Using the information —
**A.** Check the following statements against the piece on 100 gecs. For each one, answer yes or no and quote the words from the piece that settle it.
(i) 100 gecs was formed in 2015.
(ii) The album 1000 gecs runs about an hour.
(iii) Craig Owens provides the growled vocals at the end of "800 db cloud."
**B.** Reproduce everything in the piece on 100 gecs from "What Reznor, Brady, and" down to "isn’t incredibly far.", with every word and mark unchanged.

Formed in 2015, 100 gecs is best described as a hyperpop band — and among the first to be described that way. Hyperpop is a loose term to describe the works of everybody from Charli XCX and A.G. Cook’s to electronic maestros SOPHIE and Arca, along with members of Cook’s famed PC Music collective (GFOTY, Hannah Diamond, et. al). 100 gecs’ Laura Les helped curate one of its defining sources, the hyperpop playlist on Spotify, and for good reason. Her and Dylan Brady’s work on 1000 gecs earns it the title of the most amphetaminic album of 2019, and the follow-up remix record 1000 gecs and the Tree of Clues is the only thing that could’ve knocked it off the throne. The album is indescribable, really. (Go listen to it. It’s only 23 minutes.)

What Reznor, Brady, and Les all do successfully with Pretty Hate Machine and 1000 gecs respectively is cross between genres with fluid ease. At the end of gecs’ “800 db cloud,” pop punk harmonies and erratic electronics lash into chugging doom riffs and growled, pig-like vocals provided by Brady. In the midst of Nine Inch Nails’ infectiously club-y “Head Like A Hole,” Reznor’s guitar becomes a wall of sound at the chorus, drowning out everything but the snare and Trent’s own wails. Very suddenly, in both of these songs, pop fans find themselves presented with something closer to heavy metal. And what’s more — they discover that the gap between these two genres isn’t incredibly far.

But both of these artists don’t just flirt with metal — The Downward Spiral was full-on industrial metal, and it saw Reznor (and thus Nine Inch Nails) completely ditch the synthpop proclivities that colored his first effort. And as for gecs, look no further than the remix of “hand crushed by a mallet,” which just feels like the musical equivalent of running from Ghostface. Hardcore vocalist Craig Owens’ screams sampled over and over again while creaking guitars and knee-deep fuzz and distortion whirl around in the back just hits with the intensity of a thousand suns.

Source material —
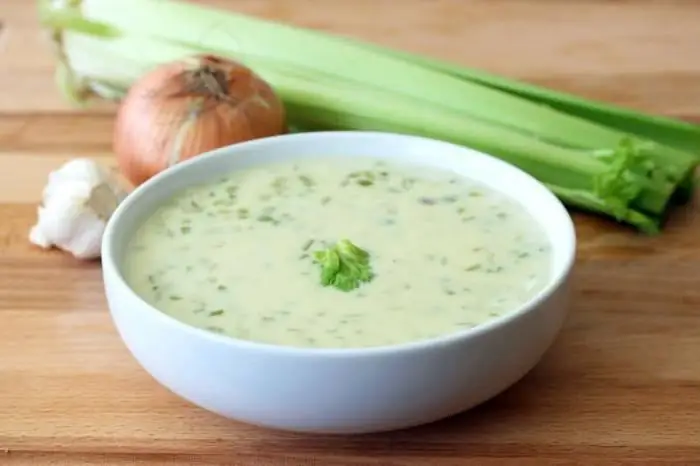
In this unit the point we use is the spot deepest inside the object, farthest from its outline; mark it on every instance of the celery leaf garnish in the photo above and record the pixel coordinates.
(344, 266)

==

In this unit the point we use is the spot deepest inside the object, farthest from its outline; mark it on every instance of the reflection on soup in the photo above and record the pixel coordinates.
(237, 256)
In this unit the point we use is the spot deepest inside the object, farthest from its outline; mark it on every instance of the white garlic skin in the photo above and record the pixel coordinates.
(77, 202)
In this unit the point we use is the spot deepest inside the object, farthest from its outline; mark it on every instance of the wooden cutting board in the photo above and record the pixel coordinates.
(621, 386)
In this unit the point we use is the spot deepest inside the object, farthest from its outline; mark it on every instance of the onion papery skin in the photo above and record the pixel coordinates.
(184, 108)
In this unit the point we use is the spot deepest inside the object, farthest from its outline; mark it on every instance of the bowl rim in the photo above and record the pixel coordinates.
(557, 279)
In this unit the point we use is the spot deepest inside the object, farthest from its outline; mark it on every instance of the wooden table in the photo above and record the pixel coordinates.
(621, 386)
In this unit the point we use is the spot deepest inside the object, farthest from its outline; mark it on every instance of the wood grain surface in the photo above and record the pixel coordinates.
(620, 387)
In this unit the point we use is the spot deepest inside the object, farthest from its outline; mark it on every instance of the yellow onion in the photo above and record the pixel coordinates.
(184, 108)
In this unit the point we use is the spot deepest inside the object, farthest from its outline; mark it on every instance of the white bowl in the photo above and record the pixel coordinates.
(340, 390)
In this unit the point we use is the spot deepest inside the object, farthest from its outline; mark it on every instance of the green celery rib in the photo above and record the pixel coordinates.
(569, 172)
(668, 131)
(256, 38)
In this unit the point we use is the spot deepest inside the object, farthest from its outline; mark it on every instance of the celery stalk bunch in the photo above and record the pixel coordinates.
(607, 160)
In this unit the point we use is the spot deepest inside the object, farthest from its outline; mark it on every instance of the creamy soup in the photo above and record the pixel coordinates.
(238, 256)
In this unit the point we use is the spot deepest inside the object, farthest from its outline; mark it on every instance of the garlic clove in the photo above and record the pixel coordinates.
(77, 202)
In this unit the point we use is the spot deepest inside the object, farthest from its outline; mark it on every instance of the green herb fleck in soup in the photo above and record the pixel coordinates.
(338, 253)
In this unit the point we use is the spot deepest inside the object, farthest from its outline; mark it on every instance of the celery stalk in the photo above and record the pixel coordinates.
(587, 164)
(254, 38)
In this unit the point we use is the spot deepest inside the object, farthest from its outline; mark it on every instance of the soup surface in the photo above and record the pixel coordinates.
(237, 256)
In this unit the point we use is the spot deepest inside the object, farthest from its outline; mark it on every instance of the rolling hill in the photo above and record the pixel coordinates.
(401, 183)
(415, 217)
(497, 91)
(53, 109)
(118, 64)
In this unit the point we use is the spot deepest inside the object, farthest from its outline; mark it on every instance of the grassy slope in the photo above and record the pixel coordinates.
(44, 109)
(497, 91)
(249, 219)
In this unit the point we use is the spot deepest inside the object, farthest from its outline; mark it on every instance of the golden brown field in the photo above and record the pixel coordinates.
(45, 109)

...

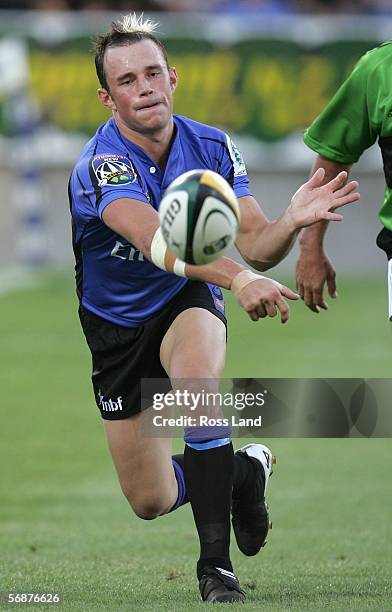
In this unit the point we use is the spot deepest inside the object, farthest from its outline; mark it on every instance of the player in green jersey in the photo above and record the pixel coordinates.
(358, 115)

Task responses —
**A.**
(i) Yes: "Formed in 2015, 100 gecs is best described as a hyperpop band"
(ii) No: "It’s only 23 minutes."
(iii) No: "growled, pig-like vocals provided by Brady"

**B.**
What Reznor, Brady, and Les all do successfully with Pretty Hate Machine and 1000 gecs respectively is cross between genres with fluid ease. At the end of gecs’ “800 db cloud,” pop punk harmonies and erratic electronics lash into chugging doom riffs and growled, pig-like vocals provided by Brady. In the midst of Nine Inch Nails’ infectiously club-y “Head Like A Hole,” Reznor’s guitar becomes a wall of sound at the chorus, drowning out everything but the snare and Trent’s own wails. Very suddenly, in both of these songs, pop fans find themselves presented with something closer to heavy metal. And what’s more — they discover that the gap between these two genres isn’t incredibly far.